• **Problem**
Line by line, check the data for the string "shovel" and state how many lines have it, nothing more.

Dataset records

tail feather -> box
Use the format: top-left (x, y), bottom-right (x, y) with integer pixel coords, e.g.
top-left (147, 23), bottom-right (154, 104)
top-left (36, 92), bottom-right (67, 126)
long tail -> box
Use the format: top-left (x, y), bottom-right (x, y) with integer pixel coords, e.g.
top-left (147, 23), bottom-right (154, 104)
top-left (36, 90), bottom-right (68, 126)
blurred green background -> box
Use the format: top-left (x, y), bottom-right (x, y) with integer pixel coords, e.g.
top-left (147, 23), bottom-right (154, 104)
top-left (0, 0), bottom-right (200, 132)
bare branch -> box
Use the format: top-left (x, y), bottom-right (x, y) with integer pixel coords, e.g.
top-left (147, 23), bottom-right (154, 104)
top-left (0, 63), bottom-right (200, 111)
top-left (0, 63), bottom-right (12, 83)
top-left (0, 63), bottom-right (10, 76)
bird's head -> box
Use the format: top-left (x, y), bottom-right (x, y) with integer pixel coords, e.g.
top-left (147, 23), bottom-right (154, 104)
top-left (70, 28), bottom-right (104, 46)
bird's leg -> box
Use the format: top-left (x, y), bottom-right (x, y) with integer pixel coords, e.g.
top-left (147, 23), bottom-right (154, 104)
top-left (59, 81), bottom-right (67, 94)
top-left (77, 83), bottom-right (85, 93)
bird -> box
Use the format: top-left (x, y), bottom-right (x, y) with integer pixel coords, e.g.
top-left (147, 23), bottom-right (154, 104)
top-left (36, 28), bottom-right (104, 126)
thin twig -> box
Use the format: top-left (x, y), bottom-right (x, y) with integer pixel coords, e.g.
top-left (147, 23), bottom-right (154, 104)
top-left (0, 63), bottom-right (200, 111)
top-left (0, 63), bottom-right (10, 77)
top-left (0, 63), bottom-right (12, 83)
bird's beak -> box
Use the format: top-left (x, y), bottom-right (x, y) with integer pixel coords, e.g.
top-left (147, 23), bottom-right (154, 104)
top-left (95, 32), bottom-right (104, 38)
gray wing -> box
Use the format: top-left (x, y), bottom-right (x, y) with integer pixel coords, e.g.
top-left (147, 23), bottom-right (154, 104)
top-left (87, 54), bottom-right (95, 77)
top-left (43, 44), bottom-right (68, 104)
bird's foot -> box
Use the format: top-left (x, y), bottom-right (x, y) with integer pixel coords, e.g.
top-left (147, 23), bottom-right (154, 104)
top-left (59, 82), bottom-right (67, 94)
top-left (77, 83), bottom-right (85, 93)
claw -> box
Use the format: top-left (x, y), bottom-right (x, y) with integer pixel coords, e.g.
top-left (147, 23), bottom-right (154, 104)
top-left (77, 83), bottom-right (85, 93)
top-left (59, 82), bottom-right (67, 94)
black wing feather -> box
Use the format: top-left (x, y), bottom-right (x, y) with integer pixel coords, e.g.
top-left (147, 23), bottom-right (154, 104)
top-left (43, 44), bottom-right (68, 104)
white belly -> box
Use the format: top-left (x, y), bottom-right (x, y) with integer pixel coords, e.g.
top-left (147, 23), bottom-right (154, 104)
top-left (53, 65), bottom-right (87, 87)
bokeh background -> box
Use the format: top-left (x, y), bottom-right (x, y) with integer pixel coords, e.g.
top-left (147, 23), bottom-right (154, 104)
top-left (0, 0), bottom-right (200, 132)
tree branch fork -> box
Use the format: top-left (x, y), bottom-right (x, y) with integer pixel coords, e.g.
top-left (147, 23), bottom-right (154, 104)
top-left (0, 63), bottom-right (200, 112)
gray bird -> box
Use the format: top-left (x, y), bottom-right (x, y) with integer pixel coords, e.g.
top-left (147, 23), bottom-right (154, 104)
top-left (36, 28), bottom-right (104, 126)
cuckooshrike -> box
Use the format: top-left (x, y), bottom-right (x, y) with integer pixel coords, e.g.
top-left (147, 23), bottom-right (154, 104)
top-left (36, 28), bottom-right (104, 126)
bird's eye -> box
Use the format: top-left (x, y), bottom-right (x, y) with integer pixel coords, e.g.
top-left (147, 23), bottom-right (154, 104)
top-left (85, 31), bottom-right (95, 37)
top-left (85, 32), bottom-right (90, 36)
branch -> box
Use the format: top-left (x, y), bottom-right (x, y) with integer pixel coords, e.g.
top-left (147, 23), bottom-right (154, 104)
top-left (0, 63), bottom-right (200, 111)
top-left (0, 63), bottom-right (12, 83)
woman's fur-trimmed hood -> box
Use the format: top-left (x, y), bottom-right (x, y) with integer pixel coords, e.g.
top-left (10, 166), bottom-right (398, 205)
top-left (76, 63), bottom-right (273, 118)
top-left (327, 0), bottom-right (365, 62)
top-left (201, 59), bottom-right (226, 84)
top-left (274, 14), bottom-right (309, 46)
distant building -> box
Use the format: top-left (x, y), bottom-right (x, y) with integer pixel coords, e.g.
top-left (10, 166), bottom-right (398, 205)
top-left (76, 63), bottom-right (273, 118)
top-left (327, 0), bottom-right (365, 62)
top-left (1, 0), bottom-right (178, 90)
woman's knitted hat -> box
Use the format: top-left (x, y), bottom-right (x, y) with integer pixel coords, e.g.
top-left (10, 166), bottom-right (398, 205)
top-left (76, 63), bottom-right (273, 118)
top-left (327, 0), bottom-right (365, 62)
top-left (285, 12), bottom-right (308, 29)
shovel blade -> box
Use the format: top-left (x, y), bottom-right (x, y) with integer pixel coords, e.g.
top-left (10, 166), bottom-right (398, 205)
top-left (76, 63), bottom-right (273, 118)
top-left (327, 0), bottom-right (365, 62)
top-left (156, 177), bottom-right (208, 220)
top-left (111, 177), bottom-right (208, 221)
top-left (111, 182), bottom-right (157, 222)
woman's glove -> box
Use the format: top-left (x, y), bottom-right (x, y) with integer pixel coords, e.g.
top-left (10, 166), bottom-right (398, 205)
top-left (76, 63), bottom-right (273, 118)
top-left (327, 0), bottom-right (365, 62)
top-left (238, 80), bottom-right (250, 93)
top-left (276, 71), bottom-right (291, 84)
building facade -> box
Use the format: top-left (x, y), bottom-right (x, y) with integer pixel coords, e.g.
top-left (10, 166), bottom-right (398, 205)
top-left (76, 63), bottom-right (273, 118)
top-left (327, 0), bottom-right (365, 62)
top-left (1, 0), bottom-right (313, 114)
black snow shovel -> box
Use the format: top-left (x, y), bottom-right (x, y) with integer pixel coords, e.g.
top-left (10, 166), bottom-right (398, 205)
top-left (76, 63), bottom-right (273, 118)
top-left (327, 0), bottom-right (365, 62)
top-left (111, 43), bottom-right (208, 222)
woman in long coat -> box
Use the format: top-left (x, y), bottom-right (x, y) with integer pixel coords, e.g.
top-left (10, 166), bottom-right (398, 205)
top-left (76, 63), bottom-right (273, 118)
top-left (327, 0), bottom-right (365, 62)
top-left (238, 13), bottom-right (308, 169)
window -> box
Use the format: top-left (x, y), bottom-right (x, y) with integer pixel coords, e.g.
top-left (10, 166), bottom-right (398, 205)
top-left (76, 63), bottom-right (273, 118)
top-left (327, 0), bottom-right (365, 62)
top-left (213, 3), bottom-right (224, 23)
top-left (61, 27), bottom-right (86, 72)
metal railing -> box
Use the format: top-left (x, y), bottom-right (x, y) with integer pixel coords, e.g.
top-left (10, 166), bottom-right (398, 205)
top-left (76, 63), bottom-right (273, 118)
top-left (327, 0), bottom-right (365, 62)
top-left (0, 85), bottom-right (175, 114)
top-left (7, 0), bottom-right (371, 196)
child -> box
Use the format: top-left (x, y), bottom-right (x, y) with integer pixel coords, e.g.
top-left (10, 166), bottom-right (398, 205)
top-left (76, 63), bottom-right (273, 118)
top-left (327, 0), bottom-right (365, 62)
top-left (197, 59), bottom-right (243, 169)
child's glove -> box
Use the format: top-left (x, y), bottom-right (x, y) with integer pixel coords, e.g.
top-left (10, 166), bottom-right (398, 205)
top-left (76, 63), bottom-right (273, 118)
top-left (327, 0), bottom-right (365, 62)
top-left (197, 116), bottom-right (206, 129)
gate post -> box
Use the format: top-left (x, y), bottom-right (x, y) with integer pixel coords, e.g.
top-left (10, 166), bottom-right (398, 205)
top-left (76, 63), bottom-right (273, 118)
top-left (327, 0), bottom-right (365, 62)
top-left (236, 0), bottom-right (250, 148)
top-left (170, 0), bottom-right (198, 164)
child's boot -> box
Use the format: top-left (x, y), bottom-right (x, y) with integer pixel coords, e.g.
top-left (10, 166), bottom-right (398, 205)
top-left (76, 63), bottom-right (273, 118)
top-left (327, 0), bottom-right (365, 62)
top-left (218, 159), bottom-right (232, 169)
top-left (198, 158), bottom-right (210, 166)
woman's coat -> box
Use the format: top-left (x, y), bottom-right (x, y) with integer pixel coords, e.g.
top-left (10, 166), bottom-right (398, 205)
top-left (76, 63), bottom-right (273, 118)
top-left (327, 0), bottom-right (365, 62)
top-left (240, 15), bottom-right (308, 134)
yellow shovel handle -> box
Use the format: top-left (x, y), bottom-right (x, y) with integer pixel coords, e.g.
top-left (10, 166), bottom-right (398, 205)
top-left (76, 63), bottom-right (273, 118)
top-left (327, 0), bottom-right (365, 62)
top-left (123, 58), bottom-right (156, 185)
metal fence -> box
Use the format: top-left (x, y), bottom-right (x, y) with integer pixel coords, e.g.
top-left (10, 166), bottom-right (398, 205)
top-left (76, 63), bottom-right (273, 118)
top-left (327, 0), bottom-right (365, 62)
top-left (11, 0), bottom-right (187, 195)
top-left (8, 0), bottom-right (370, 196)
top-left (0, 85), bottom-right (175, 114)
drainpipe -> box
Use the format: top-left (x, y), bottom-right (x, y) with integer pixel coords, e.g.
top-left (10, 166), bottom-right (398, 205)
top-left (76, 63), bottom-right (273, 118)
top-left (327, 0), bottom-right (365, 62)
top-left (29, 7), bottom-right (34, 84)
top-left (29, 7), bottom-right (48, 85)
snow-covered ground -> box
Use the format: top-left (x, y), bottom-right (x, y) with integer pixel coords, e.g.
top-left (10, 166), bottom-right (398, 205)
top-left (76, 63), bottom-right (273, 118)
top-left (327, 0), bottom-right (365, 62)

• **Reply to the exercise**
3